§ What you need to do:
Reproduce, word for word, everything in the transit of Venus passage below from "Two members of" down to "and she accepted.".

§ Article:
◆ ◆ ◆ ◆ ◆

Two members of our astro-group also turned to thoughts of love. The pair had met eight years before in Boston, when they were brought together by efforts to ready a historic telescope — a veteran of 1761 — for a public viewing of the 2004 transit. As they knelt together on Mount Wilson to share an eyepiece at the start of the 2012 transit, he proposed marriage, and she accepted.
In my own self-induced, pre-transit mania, I devoured most of Shirley Hazzard’s The Transit of Venus, her 1980 story of thwarted love, before realising that the title was a metaphor. The twentieth-century setting should have clued me right away that the novel could never involve a real transit, but one of the characters worked as an astronomer, so I kept hoping all the same. By page 167, where Hazzard showed her ignorance of transit dynamics by saying, ‘Venus can blot out the Sun,’ I was too enamoured of her prose to stop reading.
Astronomers are just as liable to incline toward metaphor, describing the four key stations of Venus’s transit as ‘contacts’, although Venus and the Sun merely appear to touch each other across millions of miles of interplanetary space.
At ‘first contact’, Venus’s body just kisses the Sun’s perimeter. ‘Second contact’ follows soon after, when the entire dark silhouette of the planet has fully penetrated the Sun’s disk. Hours then pass in transit before Venus’s leading edge encounters the Sun’s opposite shore for ‘third contact’. Over the final 20 minutes Venus emerges, until its ‘fourth contact’, or kiss goodbye.
The trick, back in 1761, was to time the exact moment of second and third contacts, which meant transporting an accurate timepiece the size of a grandfather clock to the observation site, restoring it to working order after a turbulent ocean voyage or overland journey in horse-drawn carriage or sled, and then nailing the clock’s case to a tree or other solid posts so that no vibrations would disturb the swings of its pendulum. While one man looked through a telescope (darkened with filters of smoked glass to shield his eyes from the Sun’s blinding light) another watched the clock and waited to hear the shout of ‘Contact!’
But first contact eluded the fellow at the telescope because Venus remained invisible in the Sun’s glare until she began denting the disk. And the all-important second contact proved unexpectedly difficult to judge, because Venus misbehaved. Instead of maintaining a perfect sphere as predicted, and perching like a pea on the rim of a dinner plate, she appeared to stretch herself into a teardrop shape, hanging on to the Sun’s limb by a thread, or blob, or a bridge of connective tissue. By the time this ‘black drop effect’ dissipated, the planet stood well within the Sun’s bounds, and it was impossible to say exactly when that had happened. Near third contact, Venus again elongated into a black drop, confounding attempts at precise reckoning.
Guillaume LeGentil of the French Academy of Sciences suffered added hardship by attempting his observations at sea. He had departed from Paris in 1760, more than a year ahead of the transit, in order to allow time for all necessary preparations at his chosen site — Pondicherry, in southeast India. Storms, skirmishes, dysentery, and other difficulties delayed him en route, however, and as he finally neared Pondicherry he learnt the region had fallen to the British, preventing his landfall.

◆ ◆ ◆ ◆ ◆

§ Provided data:
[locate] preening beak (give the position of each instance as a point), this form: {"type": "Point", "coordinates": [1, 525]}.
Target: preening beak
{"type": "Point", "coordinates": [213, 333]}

◆ ◆ ◆ ◆ ◆

§ Exercise response:
Two members of our astro-group also turned to thoughts of love. The pair had met eight years before in Boston, when they were brought together by efforts to ready a historic telescope — a veteran of 1761 — for a public viewing of the 2004 transit. As they knelt together on Mount Wilson to share an eyepiece at the start of the 2012 transit, he proposed marriage, and she accepted.